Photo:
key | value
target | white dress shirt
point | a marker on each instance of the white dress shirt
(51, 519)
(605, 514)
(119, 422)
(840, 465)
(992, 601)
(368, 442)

■ ■ ■ ■ ■

- **TASK PROMPT**
Could you render the entries above as a numbered list, leaving out any blank lines?

- **OUTPUT OF THE EXERCISE**
1. Photo:
2. key | value
3. target | white dress shirt
4. point | a marker on each instance of the white dress shirt
5. (51, 519)
6. (605, 514)
7. (119, 422)
8. (840, 465)
9. (992, 601)
10. (368, 442)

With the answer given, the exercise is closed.